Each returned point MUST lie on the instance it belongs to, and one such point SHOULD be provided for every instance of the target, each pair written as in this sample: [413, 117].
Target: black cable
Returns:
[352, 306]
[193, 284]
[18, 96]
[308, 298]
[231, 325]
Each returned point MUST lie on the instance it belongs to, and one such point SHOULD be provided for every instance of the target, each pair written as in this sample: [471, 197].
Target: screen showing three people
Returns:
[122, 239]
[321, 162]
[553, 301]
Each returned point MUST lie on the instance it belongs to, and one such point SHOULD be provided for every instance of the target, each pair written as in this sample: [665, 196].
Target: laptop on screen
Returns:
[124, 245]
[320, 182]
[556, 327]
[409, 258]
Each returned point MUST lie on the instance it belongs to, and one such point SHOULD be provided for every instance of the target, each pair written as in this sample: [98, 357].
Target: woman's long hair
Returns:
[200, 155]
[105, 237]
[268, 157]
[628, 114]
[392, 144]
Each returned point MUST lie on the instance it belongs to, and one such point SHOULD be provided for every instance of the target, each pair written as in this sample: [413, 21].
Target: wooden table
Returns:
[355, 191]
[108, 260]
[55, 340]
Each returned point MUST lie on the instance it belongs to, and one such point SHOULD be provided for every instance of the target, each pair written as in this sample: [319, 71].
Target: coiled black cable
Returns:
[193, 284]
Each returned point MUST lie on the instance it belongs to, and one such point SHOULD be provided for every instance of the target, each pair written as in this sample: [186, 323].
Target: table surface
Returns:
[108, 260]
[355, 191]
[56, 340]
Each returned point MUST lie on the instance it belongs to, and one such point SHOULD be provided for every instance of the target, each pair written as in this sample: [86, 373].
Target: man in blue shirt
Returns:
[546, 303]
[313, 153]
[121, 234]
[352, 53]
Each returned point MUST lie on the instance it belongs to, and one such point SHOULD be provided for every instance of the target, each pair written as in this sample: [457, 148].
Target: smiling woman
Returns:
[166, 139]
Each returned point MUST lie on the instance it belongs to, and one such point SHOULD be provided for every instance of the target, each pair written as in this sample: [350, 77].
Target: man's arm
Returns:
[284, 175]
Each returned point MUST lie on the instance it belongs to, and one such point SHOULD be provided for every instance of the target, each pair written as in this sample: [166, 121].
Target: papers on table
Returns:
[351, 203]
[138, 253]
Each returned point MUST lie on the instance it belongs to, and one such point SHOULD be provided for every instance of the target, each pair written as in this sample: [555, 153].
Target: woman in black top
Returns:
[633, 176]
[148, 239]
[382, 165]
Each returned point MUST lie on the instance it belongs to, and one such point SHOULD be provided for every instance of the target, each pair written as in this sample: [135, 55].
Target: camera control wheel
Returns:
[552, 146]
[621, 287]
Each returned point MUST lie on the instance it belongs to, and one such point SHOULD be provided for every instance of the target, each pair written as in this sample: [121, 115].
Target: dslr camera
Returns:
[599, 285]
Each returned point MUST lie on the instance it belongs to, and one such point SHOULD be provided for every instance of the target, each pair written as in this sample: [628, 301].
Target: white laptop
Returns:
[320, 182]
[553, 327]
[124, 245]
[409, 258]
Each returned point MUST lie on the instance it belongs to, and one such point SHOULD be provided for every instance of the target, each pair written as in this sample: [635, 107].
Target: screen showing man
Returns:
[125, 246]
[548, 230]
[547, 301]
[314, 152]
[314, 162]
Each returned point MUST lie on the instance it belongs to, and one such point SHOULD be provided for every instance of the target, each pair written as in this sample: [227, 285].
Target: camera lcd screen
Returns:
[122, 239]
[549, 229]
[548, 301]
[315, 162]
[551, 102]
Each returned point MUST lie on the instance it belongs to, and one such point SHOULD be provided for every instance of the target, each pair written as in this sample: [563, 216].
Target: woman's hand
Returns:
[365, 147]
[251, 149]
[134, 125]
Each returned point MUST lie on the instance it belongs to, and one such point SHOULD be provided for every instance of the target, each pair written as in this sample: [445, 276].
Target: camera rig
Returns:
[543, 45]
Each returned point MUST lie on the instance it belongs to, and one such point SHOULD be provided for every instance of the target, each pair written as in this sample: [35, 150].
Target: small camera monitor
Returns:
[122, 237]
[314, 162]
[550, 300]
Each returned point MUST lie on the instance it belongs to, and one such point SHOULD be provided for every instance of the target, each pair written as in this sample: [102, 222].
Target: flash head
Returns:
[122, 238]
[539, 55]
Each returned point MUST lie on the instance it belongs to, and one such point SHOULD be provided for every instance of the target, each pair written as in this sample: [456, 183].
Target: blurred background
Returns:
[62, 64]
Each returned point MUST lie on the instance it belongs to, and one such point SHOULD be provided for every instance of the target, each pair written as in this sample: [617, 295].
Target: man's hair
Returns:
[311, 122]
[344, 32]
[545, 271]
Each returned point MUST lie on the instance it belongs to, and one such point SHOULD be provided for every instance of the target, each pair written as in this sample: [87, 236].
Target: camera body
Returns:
= = =
Brief >> Reproduce only the lines running from the one that contains "Target: blurred background" to the last line of the records.

Task response >>
Target: blurred background
Returns:
[62, 64]
Each returned point MUST lie on the instance it belongs to, and one such point SHOULD be provided for every instance of the target, each pair written as in this sample: [617, 295].
Target: man's hair
Returns:
[311, 122]
[344, 32]
[545, 271]
Each returned point MUST lie on the instance it belongs to, and one such point SHOULD be provided for every instance of the target, each pair written as in this sample: [87, 236].
Target: camera body
Returns:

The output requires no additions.